### Document passage
+ + + + +

The L. Arcuata has all lost it's leaves and many stems have blackened or completely melted. The leaves are all over the tank and it's nearly impossible to collect them all.

The B. Monieri is mostly doing well. Several stems are going ariel.

The E. Najas has mostly melted away but there are a few stems that have survived and are now responding well.

The anubias are all doing well, there are three attached to the driftwood.

The java fern seems to be doing okay but there are black spots on all the leaves, this is how they arrived. They don't seem to be getting worse or better.

The fauna... I placed 6 pond snails in there at set up and the first babies hatched a couple days ago.

I had 6 harlequins and 5 of them have died. The Am., NO2 and NO3 have constantly tested at 0 so I'm guessing they were just bad fish (did get them at PetCo., afterall).

On day 6 I started noticing some Green Hair Algae on the java fern's leaves and dirftwood so I added a Chineese Algae Eater, and 3 Nerite snails. I also added some duckweed.

+ + + + +

### Problems and tasks
**a)** In the aquarium notes, how many anubias are attached to the driftwood?
**b)** Print the aquarium notes from "I had 6 harlequins" up to and including "at PetCo., afterall).".

+ + + + +

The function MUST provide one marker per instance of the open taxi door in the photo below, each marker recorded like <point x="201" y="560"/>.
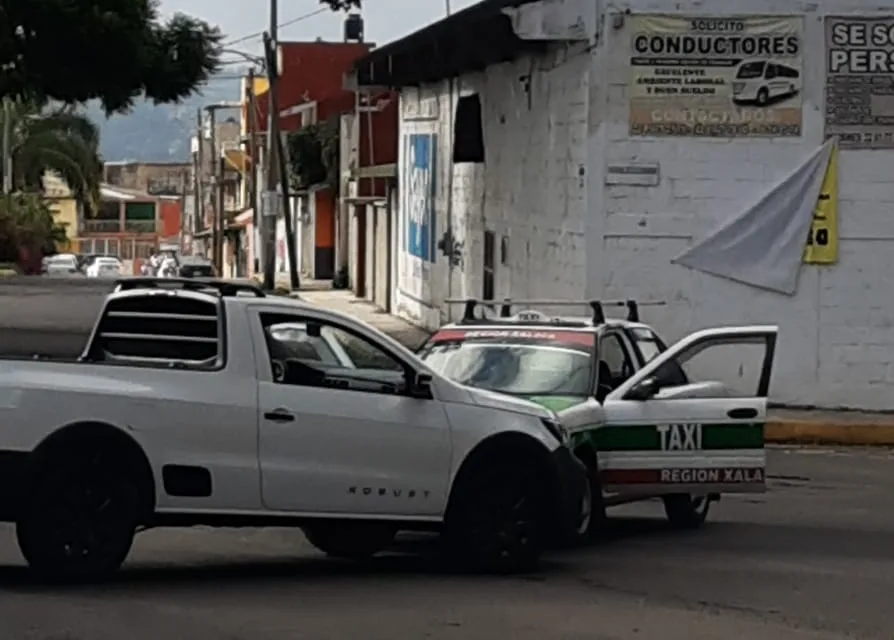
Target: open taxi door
<point x="666" y="433"/>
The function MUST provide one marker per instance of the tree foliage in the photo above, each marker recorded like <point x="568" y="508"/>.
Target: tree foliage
<point x="60" y="140"/>
<point x="313" y="153"/>
<point x="27" y="227"/>
<point x="115" y="51"/>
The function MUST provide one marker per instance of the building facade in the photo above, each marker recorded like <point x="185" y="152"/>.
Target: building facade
<point x="600" y="167"/>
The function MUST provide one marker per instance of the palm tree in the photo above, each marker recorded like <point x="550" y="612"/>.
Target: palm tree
<point x="60" y="140"/>
<point x="27" y="229"/>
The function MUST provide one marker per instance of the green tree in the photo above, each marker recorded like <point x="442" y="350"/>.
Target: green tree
<point x="114" y="51"/>
<point x="62" y="141"/>
<point x="26" y="223"/>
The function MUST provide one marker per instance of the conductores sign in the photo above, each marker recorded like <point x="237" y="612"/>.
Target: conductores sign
<point x="860" y="81"/>
<point x="716" y="77"/>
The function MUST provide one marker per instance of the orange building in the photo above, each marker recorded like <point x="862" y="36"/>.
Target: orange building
<point x="131" y="225"/>
<point x="312" y="90"/>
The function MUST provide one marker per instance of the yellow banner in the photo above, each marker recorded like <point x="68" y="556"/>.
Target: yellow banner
<point x="822" y="243"/>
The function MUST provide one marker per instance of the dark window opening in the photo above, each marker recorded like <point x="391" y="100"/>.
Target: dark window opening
<point x="468" y="133"/>
<point x="490" y="249"/>
<point x="158" y="328"/>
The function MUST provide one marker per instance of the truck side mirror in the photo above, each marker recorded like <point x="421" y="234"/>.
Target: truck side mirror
<point x="645" y="390"/>
<point x="421" y="386"/>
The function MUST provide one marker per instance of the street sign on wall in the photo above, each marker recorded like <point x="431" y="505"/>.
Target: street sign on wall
<point x="271" y="203"/>
<point x="860" y="82"/>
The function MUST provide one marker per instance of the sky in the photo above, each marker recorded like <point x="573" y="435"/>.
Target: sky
<point x="385" y="20"/>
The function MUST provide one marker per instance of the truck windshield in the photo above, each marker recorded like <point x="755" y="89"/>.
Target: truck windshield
<point x="515" y="362"/>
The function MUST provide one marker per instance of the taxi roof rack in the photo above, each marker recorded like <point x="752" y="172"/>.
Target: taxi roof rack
<point x="506" y="304"/>
<point x="222" y="287"/>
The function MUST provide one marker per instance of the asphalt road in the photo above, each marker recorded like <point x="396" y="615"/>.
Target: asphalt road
<point x="811" y="559"/>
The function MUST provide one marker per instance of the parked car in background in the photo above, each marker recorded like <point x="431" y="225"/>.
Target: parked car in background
<point x="196" y="267"/>
<point x="8" y="269"/>
<point x="104" y="268"/>
<point x="62" y="264"/>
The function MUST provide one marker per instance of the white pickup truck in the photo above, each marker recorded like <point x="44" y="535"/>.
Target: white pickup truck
<point x="195" y="404"/>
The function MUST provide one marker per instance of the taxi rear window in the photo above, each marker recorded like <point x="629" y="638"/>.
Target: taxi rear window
<point x="584" y="341"/>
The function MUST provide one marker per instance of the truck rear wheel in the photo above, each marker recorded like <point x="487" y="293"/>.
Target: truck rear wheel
<point x="80" y="518"/>
<point x="350" y="541"/>
<point x="497" y="517"/>
<point x="685" y="511"/>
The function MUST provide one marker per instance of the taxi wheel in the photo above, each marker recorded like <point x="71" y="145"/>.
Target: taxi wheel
<point x="595" y="521"/>
<point x="685" y="511"/>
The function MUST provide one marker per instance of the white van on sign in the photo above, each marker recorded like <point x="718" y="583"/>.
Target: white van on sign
<point x="760" y="81"/>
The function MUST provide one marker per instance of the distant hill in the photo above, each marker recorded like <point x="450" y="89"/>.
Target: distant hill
<point x="159" y="134"/>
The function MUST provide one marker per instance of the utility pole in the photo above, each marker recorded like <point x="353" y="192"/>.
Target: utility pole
<point x="7" y="146"/>
<point x="268" y="221"/>
<point x="199" y="214"/>
<point x="279" y="157"/>
<point x="215" y="183"/>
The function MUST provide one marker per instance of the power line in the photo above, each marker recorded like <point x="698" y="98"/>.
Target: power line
<point x="254" y="36"/>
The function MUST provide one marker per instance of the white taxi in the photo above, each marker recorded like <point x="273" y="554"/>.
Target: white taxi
<point x="646" y="423"/>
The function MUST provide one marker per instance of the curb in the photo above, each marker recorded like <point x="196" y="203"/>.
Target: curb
<point x="871" y="434"/>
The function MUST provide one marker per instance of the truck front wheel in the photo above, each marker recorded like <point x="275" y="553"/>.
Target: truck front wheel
<point x="497" y="519"/>
<point x="350" y="541"/>
<point x="80" y="518"/>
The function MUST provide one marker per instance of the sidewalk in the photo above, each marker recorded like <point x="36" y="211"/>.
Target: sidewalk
<point x="341" y="300"/>
<point x="785" y="426"/>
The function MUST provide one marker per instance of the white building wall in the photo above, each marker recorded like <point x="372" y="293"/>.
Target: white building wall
<point x="570" y="236"/>
<point x="530" y="190"/>
<point x="836" y="339"/>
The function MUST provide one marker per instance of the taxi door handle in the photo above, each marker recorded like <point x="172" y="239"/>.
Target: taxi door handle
<point x="279" y="415"/>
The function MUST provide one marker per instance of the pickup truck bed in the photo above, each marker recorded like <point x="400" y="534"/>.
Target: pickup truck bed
<point x="48" y="316"/>
<point x="209" y="403"/>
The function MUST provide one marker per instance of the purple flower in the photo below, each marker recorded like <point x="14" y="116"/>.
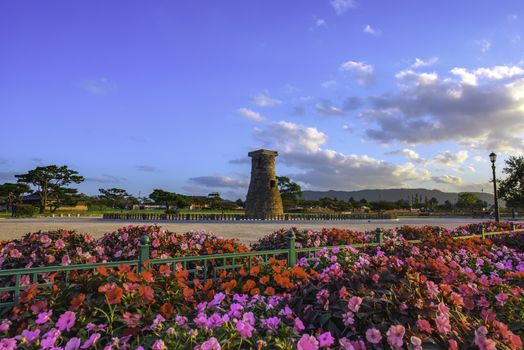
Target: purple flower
<point x="30" y="336"/>
<point x="8" y="344"/>
<point x="49" y="339"/>
<point x="245" y="329"/>
<point x="66" y="321"/>
<point x="92" y="339"/>
<point x="158" y="345"/>
<point x="210" y="344"/>
<point x="44" y="317"/>
<point x="307" y="342"/>
<point x="73" y="344"/>
<point x="4" y="326"/>
<point x="326" y="339"/>
<point x="271" y="323"/>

+ + + + +

### Exercise results
**a)** Three.

**b)**
I had 6 harlequins and 5 of them have died. The Am., NO2 and NO3 have constantly tested at 0 so I'm guessing they were just bad fish (did get them at PetCo., afterall).